A data block
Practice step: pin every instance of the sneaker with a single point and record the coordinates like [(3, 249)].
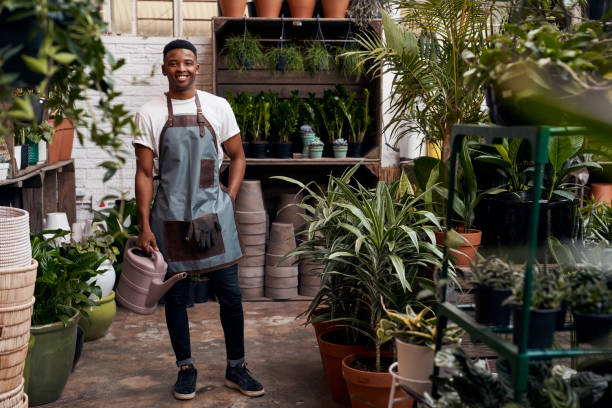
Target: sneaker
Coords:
[(184, 388), (239, 378)]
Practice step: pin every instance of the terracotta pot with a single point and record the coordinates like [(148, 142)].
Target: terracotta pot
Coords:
[(370, 389), (250, 197), (232, 8), (467, 253), (335, 8), (302, 8), (415, 363), (268, 8), (602, 192), (331, 356)]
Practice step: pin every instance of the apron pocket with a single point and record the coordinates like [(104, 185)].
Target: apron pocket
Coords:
[(180, 248), (207, 173)]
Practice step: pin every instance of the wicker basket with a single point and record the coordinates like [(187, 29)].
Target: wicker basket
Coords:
[(15, 248), (15, 324), (12, 398), (17, 284)]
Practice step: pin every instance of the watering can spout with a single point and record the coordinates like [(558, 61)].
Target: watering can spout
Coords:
[(158, 288)]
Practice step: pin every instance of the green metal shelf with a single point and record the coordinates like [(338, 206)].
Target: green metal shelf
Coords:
[(517, 355)]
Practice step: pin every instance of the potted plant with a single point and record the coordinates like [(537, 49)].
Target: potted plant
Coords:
[(415, 335), (284, 116), (284, 58), (242, 52), (340, 148), (548, 290), (377, 247), (317, 57), (315, 148), (493, 278), (61, 292), (358, 118), (260, 127), (590, 301)]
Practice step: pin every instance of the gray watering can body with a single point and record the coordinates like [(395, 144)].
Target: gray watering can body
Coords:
[(141, 284)]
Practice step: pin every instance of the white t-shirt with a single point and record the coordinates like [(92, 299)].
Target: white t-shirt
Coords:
[(152, 117)]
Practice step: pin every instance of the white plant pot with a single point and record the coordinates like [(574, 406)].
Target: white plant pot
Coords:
[(3, 171), (105, 281)]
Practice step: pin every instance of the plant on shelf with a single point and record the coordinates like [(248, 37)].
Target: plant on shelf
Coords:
[(317, 57), (284, 58), (242, 52), (493, 278)]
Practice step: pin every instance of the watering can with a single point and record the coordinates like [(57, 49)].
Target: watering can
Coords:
[(141, 284)]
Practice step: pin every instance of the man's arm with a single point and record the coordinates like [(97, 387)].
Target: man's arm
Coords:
[(233, 148), (144, 195)]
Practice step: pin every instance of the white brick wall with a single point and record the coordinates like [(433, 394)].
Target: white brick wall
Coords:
[(138, 80)]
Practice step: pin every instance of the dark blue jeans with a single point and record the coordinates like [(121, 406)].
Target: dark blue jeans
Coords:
[(227, 291)]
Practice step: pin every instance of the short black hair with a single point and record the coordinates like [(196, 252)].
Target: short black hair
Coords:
[(173, 45)]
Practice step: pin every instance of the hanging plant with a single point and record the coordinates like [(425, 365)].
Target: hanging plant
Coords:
[(242, 52), (318, 58), (284, 59)]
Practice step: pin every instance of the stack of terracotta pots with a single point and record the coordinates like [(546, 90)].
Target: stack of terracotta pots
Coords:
[(251, 219), (17, 279), (281, 275)]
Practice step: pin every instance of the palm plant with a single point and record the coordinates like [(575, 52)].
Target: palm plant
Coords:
[(429, 93), (375, 245)]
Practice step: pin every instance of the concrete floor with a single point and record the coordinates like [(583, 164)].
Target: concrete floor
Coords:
[(133, 365)]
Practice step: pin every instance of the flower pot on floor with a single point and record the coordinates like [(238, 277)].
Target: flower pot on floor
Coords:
[(302, 8), (602, 192), (593, 328), (369, 389), (232, 8), (99, 318), (335, 8), (51, 359), (541, 327), (489, 309), (464, 255), (333, 348)]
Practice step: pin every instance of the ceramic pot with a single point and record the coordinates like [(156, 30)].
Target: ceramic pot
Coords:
[(340, 152), (232, 8), (335, 8), (302, 8), (602, 192), (370, 389), (464, 255), (105, 281), (332, 352), (268, 8), (250, 197), (415, 363), (99, 318), (51, 359)]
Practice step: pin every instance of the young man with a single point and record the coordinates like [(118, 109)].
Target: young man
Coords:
[(192, 219)]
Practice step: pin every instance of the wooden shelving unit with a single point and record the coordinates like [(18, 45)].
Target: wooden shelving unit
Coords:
[(40, 190)]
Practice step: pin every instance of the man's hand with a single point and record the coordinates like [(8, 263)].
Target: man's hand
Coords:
[(146, 241)]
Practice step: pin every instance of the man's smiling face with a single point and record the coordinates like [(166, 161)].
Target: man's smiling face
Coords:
[(181, 67)]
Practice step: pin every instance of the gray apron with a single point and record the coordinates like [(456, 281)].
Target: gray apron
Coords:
[(189, 188)]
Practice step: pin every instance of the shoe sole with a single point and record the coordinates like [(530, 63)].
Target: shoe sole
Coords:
[(183, 397), (233, 385)]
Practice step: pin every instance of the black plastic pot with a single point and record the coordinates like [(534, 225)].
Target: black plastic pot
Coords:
[(541, 327), (280, 150), (592, 328), (505, 218), (489, 309), (258, 150), (200, 291), (355, 149)]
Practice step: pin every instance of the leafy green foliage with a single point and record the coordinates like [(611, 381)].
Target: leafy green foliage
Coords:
[(61, 281), (242, 51)]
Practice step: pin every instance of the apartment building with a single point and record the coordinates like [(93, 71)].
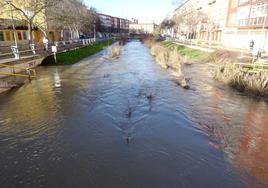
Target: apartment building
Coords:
[(142, 28), (114, 24), (201, 19), (21, 28), (247, 21)]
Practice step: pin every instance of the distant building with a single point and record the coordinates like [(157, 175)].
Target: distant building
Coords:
[(114, 24), (133, 20), (205, 20), (142, 28), (246, 21)]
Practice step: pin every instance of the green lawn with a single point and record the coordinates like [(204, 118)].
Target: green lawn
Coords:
[(74, 56), (192, 54)]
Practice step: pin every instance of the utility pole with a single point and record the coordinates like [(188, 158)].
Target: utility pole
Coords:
[(16, 50), (263, 28)]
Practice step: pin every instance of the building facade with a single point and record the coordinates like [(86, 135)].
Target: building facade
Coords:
[(201, 19), (114, 24), (246, 22), (142, 28)]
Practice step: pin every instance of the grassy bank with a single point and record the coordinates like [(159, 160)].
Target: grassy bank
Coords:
[(191, 54), (74, 56)]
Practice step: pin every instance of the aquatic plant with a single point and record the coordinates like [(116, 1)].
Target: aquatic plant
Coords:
[(235, 76), (114, 51), (171, 59)]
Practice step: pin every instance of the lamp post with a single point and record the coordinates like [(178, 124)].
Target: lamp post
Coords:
[(94, 30), (15, 49), (263, 28)]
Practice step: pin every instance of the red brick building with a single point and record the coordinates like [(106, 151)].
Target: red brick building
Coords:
[(247, 20)]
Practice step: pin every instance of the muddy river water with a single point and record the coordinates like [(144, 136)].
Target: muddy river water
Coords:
[(126, 123)]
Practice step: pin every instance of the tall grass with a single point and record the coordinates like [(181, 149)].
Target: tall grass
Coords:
[(171, 59), (253, 82), (114, 51)]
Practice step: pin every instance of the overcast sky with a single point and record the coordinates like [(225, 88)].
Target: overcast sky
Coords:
[(144, 10)]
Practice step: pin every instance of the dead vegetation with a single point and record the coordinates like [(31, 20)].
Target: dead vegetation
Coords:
[(253, 82), (170, 59), (114, 51)]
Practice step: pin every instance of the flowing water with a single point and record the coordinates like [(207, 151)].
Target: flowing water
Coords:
[(126, 123)]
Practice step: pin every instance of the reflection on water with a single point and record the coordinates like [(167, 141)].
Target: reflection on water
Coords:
[(125, 123)]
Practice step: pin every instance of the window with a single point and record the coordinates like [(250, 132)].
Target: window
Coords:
[(258, 14), (1, 36), (232, 18), (24, 35), (243, 2), (19, 35), (8, 36), (234, 3)]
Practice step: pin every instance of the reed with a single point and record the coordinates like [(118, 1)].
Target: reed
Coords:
[(114, 51), (256, 83)]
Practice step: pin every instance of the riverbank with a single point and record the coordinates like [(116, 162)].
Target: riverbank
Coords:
[(226, 67), (74, 56)]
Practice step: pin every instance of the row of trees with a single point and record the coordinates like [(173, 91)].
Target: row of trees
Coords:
[(47, 15), (187, 23)]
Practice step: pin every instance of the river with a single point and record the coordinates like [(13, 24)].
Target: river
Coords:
[(126, 123)]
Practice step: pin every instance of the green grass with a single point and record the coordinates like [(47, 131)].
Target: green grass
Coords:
[(192, 54), (74, 56)]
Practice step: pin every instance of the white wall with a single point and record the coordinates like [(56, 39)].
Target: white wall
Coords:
[(241, 38)]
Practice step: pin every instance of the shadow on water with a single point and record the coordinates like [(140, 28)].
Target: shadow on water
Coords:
[(125, 123)]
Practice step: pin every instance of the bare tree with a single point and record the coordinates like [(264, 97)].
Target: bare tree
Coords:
[(31, 11), (72, 15), (167, 24)]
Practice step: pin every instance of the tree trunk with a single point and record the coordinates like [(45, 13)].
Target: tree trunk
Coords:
[(30, 33)]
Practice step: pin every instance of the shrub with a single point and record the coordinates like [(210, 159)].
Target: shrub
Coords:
[(253, 82)]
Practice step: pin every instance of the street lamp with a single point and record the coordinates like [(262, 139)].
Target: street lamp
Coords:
[(263, 27), (15, 48)]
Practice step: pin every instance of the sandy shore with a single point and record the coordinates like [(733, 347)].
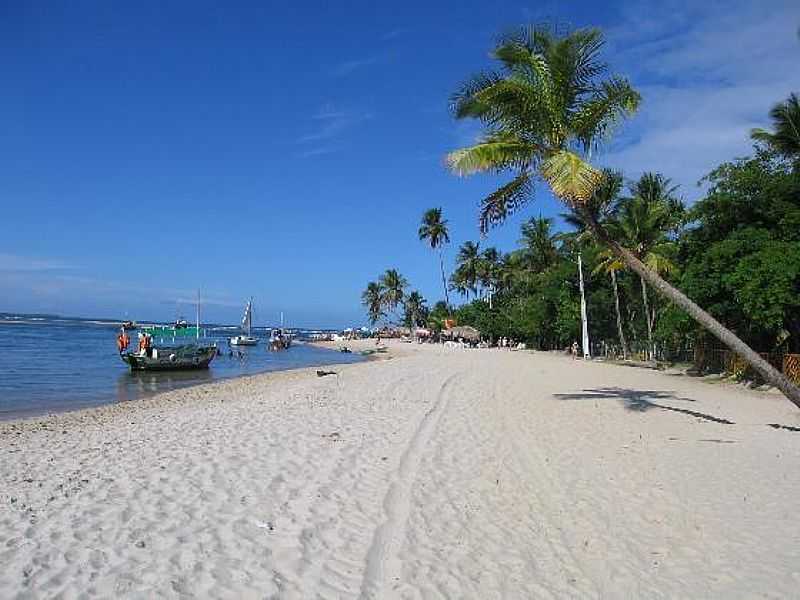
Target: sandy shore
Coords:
[(435, 474)]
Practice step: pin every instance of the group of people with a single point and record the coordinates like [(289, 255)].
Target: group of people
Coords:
[(145, 342), (505, 342)]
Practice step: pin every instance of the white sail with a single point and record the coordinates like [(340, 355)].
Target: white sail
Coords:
[(247, 320)]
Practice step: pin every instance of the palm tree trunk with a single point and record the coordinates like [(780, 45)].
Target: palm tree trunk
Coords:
[(444, 280), (770, 374), (620, 331), (645, 301)]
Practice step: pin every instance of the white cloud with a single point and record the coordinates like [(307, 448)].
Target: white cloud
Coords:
[(330, 124), (16, 263), (348, 66), (707, 75)]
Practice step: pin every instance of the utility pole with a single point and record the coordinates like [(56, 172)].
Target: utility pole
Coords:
[(584, 321)]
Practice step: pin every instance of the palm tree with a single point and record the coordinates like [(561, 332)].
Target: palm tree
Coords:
[(642, 225), (393, 285), (415, 309), (434, 229), (544, 112), (538, 243), (487, 271), (603, 205), (785, 138), (372, 299), (466, 276)]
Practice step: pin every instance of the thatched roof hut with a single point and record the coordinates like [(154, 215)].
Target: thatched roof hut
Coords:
[(463, 331)]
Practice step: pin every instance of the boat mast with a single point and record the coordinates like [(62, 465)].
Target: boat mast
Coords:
[(250, 317)]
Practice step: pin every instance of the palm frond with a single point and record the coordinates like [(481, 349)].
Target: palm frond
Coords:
[(786, 122), (494, 154), (465, 101), (596, 119), (570, 177), (504, 201)]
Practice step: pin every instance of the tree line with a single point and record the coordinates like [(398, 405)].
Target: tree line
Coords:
[(659, 274)]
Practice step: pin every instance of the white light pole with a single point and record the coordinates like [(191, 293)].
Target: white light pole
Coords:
[(584, 320)]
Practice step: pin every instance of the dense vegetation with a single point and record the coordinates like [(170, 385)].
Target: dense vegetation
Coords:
[(736, 252), (547, 106)]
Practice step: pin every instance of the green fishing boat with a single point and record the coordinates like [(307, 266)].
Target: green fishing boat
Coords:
[(168, 348)]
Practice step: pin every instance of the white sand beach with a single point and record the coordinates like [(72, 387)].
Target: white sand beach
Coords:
[(435, 474)]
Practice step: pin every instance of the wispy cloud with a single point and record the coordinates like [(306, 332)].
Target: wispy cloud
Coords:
[(330, 125), (348, 66), (311, 152), (394, 33), (708, 74), (16, 263)]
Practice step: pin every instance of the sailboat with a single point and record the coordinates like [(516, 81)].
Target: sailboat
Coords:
[(247, 328)]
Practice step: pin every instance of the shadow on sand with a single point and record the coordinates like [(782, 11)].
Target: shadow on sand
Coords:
[(641, 401)]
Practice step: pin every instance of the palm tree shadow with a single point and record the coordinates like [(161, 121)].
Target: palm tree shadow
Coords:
[(641, 401)]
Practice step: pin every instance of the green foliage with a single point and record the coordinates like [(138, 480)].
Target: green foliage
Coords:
[(741, 253), (546, 107)]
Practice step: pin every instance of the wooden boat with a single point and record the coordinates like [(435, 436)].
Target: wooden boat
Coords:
[(168, 358), (171, 348)]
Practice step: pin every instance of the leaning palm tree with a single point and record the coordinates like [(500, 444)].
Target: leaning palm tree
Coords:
[(434, 229), (394, 286), (785, 138), (372, 299), (544, 111), (642, 225)]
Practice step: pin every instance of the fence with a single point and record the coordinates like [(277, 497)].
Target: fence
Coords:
[(639, 351), (721, 360)]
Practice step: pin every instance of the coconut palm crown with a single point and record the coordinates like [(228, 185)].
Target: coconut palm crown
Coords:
[(786, 125), (547, 107)]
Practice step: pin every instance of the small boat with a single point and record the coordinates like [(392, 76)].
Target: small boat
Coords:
[(163, 348), (188, 356), (247, 328), (279, 340)]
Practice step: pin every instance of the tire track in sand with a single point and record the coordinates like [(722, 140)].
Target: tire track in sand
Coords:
[(383, 565)]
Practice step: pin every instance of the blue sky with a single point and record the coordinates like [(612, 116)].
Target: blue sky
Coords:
[(287, 151)]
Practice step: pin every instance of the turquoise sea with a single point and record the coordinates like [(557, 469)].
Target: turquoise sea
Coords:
[(50, 363)]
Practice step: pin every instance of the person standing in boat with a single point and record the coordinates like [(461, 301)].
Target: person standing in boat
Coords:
[(122, 341)]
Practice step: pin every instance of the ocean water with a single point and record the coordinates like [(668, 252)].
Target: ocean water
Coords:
[(50, 364)]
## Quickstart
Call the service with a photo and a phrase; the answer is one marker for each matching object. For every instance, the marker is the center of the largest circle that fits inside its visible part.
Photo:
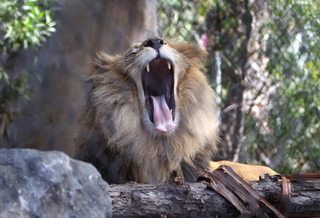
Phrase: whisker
(129, 66)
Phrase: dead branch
(197, 200)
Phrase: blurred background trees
(264, 64)
(23, 25)
(262, 61)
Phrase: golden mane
(116, 135)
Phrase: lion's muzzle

▶ _Task requirements_: Please reproduce the part of the listing above that begins at the line containing "Practice step: pin every instance of the apartment" and ends after the line containing "[(247, 20)]", with both of those lines included. Leave any pictures out of your copy.

▶ _Problem solution_:
Practice step: pin every instance of the apartment building with a single point and record the coordinates like [(93, 71)].
Target: apartment building
Coords:
[(142, 28), (114, 24), (201, 19), (21, 28), (247, 21)]
Practice step: pin every instance of the distant building with a single point and record the coordinates like [(157, 175)].
Target: distant building
Coords:
[(114, 24), (133, 20), (205, 20), (142, 28), (246, 21)]
Practice step: pin every instance of the green lawn with a single point and record the coordinates like [(204, 118)].
Target: green lawn
Coords:
[(74, 56), (192, 54)]
Practice step: pin every instance of the utility pole with a single point and record the coordinates like [(188, 158)].
Target: utility pole
Coords:
[(16, 50), (263, 28)]
Practice step: pin every instance of the building facade with a single point and record the coordinates like [(86, 135)].
Target: building facade
Coords:
[(201, 19), (114, 24), (246, 22), (142, 28)]
Practice step: pin every instance of the grassy bank with a single point and record the coordinates like [(159, 160)].
Target: grassy bank
Coords:
[(191, 54), (74, 56)]
Practice step: pin every instance of the aquatic plant with a single point and record the coordinates like [(116, 1)].
Target: aquatic plant
Coords:
[(235, 76), (114, 51), (171, 59)]
Practice step: pin every instance of the lamp post with a single point and record the coordinates like [(178, 124)].
Target: lamp post
Coords:
[(94, 30), (15, 49), (263, 28)]
Practice step: pin every instance of the red brick building with a single point and record the coordinates like [(106, 151)].
Target: red brick building
Coords:
[(247, 20)]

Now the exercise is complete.